====== Extract to read

= Floating ground =

Electrical ground not connected to Earth

A floating ground is a reference point for electrical potential in a circuit which is galvanically isolated from actual earth ground.

Most electrical circuits have a ground which is electrically connected to the Earth, hence the name "ground". The ground is said to be floating when this connection does not exist.

Conductors are also described as having a floating voltage if they are not connected electrically to another non-floating (grounded) conductor. Without such a connection, voltages and current flows are induced by electromagnetic fields or charge accumulation within the conductor rather than being due to the usual external potential difference of a power source.

== Applications ==

Electrical equipment may be designed with a floating ground for one of several reasons. One is safety. For example, a low-voltage DC power supply, such as a mobile phone charger, is connected to the mains through a transformer of one type or another, and there is no direct electrical connection between the current return path on the low-voltage side and physical ground (earth). Ensuring that there is no electrical connection between mains voltage and the low-voltage plug makes it much easier to guarantee the safety of the supply. It also allows the charger to safely only connect to live and neutral, which allows a two-prong plug in countries where this is relevant. Indeed, any home appliance with a two-prong plug must have a floating ground.

============
====== Record list

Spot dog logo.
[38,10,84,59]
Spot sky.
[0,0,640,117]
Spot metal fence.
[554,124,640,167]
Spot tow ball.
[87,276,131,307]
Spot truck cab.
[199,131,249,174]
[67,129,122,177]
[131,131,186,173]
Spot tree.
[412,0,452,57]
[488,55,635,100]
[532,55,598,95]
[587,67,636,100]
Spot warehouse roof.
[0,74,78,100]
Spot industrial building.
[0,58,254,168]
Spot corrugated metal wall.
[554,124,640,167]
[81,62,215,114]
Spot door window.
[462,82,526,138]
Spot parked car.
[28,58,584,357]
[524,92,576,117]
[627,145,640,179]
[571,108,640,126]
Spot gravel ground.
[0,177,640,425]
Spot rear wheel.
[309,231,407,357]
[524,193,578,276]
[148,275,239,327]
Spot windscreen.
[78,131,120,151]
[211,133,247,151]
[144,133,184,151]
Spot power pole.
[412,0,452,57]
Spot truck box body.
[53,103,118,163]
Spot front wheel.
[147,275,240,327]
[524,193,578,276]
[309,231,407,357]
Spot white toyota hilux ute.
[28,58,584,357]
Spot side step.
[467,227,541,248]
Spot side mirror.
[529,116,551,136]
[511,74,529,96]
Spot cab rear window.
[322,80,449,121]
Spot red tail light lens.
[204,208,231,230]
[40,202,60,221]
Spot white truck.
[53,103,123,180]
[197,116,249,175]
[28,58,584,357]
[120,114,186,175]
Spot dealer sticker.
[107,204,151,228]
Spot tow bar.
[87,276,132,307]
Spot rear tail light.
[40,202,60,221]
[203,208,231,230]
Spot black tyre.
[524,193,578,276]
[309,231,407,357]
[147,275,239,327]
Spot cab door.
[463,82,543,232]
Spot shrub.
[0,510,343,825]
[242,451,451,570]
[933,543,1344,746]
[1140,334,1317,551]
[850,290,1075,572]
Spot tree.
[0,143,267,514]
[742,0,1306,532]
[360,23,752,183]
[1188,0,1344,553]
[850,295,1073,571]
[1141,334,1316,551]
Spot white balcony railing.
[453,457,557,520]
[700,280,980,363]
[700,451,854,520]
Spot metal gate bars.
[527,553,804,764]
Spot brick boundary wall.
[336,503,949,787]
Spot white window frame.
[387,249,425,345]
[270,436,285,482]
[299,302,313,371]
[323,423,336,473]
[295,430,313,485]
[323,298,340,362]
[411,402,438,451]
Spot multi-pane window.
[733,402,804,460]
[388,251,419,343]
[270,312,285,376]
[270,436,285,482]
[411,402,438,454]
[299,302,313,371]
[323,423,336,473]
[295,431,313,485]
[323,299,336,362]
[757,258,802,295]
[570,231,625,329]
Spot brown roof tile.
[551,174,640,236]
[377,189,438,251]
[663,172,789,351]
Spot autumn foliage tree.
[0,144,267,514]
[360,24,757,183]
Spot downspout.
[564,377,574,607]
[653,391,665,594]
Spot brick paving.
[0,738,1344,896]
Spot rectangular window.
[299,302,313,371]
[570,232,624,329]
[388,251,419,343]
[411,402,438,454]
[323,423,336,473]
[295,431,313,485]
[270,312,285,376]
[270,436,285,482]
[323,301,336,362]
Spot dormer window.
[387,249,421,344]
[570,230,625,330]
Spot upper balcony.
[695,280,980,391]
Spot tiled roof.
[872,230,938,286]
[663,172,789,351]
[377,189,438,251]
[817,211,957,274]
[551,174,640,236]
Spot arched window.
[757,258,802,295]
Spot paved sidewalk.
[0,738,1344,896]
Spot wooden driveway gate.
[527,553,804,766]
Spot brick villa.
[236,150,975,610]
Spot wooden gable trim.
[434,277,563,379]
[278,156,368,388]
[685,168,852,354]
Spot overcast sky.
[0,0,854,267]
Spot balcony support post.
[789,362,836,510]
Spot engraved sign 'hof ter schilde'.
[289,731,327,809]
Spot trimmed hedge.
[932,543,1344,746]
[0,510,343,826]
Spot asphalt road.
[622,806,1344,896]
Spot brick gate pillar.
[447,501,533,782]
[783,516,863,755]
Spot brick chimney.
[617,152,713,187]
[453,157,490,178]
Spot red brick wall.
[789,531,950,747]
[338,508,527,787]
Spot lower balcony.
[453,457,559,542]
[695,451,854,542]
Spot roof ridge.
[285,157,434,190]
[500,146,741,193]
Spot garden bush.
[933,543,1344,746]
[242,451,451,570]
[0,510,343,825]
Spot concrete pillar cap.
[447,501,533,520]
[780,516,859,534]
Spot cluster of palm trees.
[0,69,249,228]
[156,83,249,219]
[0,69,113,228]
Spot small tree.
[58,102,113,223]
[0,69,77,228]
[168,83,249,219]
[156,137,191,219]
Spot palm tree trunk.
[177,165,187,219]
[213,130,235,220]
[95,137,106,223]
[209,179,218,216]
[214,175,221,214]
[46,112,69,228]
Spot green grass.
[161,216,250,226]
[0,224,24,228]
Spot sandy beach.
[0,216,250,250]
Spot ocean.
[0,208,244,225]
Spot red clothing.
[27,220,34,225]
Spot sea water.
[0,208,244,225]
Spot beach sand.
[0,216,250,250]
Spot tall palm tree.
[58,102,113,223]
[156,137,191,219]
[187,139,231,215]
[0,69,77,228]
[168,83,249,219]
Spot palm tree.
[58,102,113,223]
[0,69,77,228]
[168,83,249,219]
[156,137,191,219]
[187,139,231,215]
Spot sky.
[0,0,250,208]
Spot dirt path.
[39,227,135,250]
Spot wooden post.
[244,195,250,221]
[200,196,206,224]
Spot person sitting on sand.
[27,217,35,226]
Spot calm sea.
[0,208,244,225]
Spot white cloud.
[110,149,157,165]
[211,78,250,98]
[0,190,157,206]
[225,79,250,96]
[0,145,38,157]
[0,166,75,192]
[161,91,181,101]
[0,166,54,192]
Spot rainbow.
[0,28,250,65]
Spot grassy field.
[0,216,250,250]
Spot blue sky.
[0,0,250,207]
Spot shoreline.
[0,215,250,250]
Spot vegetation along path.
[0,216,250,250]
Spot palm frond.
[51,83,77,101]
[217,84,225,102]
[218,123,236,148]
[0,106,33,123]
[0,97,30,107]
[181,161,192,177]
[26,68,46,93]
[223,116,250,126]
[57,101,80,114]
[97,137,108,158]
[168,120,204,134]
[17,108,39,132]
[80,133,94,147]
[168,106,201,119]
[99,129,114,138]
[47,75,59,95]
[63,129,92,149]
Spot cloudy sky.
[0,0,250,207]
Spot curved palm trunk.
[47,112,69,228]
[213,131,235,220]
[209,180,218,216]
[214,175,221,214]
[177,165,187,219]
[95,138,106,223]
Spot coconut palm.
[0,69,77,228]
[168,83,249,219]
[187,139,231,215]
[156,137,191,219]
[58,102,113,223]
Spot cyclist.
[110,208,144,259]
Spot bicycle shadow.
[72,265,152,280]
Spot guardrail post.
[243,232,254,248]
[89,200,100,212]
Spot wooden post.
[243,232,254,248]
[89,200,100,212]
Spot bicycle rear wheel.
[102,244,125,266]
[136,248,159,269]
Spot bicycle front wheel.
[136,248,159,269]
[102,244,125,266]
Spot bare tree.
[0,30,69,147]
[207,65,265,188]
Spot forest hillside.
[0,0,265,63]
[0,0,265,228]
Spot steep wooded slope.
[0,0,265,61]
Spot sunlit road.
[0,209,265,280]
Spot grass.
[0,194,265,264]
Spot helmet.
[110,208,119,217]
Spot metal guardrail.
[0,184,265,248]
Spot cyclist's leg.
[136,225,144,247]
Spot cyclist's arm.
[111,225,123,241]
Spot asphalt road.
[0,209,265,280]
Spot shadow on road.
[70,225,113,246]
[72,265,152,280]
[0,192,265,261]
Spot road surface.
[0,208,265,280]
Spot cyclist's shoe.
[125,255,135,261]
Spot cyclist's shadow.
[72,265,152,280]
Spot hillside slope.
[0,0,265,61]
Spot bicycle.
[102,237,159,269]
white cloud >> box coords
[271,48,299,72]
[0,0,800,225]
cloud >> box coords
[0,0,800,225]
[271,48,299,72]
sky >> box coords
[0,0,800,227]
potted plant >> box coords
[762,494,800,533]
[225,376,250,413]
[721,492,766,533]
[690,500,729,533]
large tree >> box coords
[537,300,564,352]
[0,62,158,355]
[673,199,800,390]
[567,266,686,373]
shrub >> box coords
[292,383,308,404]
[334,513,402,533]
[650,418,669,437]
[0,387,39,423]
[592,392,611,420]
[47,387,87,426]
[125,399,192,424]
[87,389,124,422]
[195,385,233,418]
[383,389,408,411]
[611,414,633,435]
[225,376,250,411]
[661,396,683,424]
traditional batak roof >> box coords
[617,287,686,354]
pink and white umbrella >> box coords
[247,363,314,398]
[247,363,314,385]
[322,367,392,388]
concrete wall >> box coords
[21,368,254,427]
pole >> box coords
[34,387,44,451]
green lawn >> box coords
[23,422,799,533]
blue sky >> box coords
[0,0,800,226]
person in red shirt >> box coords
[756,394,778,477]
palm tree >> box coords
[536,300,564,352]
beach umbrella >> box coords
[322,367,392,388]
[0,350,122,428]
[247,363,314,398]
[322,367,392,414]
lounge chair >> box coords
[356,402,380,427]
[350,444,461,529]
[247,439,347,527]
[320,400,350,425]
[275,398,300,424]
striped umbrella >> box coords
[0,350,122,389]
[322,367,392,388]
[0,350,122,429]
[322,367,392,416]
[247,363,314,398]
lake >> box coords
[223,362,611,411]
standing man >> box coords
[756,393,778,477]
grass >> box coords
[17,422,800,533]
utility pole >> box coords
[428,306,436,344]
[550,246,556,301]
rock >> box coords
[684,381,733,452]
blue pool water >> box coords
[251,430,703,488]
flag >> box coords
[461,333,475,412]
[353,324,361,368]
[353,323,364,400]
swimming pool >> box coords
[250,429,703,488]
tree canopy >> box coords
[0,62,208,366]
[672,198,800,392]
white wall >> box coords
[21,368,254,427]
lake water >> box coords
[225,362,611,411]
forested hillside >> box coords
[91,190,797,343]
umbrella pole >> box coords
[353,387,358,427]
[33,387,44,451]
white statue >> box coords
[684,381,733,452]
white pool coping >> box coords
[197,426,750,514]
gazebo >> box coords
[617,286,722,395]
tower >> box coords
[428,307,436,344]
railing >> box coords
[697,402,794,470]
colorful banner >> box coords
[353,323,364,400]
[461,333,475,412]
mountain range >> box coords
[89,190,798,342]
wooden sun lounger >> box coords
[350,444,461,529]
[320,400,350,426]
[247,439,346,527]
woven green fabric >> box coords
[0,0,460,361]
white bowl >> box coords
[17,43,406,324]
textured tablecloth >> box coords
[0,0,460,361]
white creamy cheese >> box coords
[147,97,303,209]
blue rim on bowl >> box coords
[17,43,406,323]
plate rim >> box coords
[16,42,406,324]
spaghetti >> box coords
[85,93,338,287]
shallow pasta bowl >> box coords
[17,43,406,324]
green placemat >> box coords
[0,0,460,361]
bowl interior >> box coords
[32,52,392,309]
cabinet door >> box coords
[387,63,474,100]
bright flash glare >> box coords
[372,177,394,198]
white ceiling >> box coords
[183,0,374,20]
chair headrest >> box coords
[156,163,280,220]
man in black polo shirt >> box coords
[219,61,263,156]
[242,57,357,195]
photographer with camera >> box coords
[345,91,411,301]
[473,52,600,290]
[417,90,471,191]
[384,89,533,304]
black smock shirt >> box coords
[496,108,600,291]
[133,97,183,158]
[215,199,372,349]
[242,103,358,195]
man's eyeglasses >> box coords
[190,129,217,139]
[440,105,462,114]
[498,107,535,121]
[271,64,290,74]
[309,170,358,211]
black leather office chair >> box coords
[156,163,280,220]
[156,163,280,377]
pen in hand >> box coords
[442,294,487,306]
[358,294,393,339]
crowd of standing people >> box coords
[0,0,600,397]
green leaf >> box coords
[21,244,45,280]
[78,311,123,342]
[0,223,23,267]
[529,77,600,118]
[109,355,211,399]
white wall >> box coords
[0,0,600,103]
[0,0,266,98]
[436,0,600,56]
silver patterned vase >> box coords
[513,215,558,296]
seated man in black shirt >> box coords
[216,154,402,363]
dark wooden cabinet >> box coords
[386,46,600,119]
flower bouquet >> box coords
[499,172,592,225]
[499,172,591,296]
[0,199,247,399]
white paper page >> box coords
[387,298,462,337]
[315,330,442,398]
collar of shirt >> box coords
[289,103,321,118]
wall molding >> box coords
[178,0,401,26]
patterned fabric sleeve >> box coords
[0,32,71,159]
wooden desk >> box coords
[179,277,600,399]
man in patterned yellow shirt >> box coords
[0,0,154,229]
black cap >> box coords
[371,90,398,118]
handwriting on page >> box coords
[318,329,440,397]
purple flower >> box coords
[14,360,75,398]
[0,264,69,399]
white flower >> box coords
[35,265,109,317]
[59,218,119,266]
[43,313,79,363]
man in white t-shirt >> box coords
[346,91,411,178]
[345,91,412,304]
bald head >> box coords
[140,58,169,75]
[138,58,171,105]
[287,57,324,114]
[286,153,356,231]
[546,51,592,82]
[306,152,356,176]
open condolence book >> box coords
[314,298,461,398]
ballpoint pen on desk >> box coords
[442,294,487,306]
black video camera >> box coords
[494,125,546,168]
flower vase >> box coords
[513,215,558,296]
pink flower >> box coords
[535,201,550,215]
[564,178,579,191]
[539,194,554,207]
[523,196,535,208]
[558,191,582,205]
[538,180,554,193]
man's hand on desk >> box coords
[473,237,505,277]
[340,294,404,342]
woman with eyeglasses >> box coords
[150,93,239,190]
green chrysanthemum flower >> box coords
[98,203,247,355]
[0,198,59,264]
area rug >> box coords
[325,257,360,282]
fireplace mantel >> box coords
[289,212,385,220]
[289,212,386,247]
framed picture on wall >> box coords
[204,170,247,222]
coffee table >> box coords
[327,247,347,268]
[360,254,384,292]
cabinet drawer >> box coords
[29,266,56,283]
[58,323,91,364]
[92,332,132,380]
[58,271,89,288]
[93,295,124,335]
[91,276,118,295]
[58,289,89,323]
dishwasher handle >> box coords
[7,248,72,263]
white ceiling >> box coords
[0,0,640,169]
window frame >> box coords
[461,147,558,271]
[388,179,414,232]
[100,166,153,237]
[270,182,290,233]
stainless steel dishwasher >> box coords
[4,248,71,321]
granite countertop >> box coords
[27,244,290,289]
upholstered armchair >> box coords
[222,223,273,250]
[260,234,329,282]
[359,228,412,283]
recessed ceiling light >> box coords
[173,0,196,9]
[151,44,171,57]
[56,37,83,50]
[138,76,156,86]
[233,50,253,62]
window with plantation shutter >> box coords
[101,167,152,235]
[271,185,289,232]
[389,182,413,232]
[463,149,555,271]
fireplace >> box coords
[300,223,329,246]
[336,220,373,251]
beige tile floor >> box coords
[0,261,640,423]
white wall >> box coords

============

Challenges:
1) Decide whether each statement agrees with the floating ground article, answering yes or no and quoting the words of the article that settle it: (a) A floating ground is galvanically isolated from actual earth ground. (b) A mobile phone charger has a direct electrical connection between the current return path on its low-voltage side and physical ground. (c) Any home appliance with a two-prong plug must have a floating ground.
2) According to the floating ground article, what induces voltages and current flows in a conductor with no connection to a grounded conductor?
3) Write the next part of the floating ground article, beginning after its final sentence.
The rows are material separate from the floating ground article.

Replies:
1)
(a) Yes: "a reference point for electrical potential in a circuit which is galvanically isolated from actual earth ground."
(b) No: "there is no direct electrical connection between the current return path on the low-voltage side and physical ground (earth)."
(c) Yes: "Indeed, any home appliance with a two-prong plug must have a floating ground."

2) Electromagnetic fields or charge accumulation within the conductor.

3)
Another application is in electronic test equipment. Suppose you wish to measure a 0.5 V potential difference between two wires that are both approximately 100 V above Earth ground. If your measuring device has to connect to Earth, some of its electronic components must deal with a 100 V potential difference across their terminals. If the whole device floats, then its electronics will only see the 0.5 V difference, allowing more delicate components to be used, which can make more precise measurements. Such devices are often battery powered.

Other applications include aircraft and spacecraft, where a direct connection to Earth ground is physically impossible when in flight.

An example showing mains-powered electronic instruments with a floating ground. (Demonstrates three of the typical reasons for a floating ground.)

Fourthly, a floating ground can help eliminate ground loops, which reduces the noise coupled to the system. The image on the right shows an example of such a configuration. Systems isolated in this manner can and do drift in potential and if the transformer is capable of supplying much power, they can be dangerous. This is particularly likely if the floated system is near high voltage power lines. To reduce the danger of electric shocks, the chassis of the instruments are usually connected separately to Earth ground.

== Safety ==

Floating grounds can be dangerous if they are caused by failure to properly ground equipment that was designed to require grounding because the chassis can be at a very different potential from that of any nearby organisms, who then get an electric shock upon touching it. Live chassis TVs, also known as hot chassis, where the set's ground is derived by rectifying live mains, were common until the 1990s.

Exposed live grounds are dangerous. They are live, and can electrocute end users if touched. Headphone sockets fitted by end users to live chassis TVs are especially dangerous, as not only are they often live, but any electrical shock will pass through the user’s head. Sets with a headphone socket and a live chassis use an audio isolation transformer to make the arrangement safe.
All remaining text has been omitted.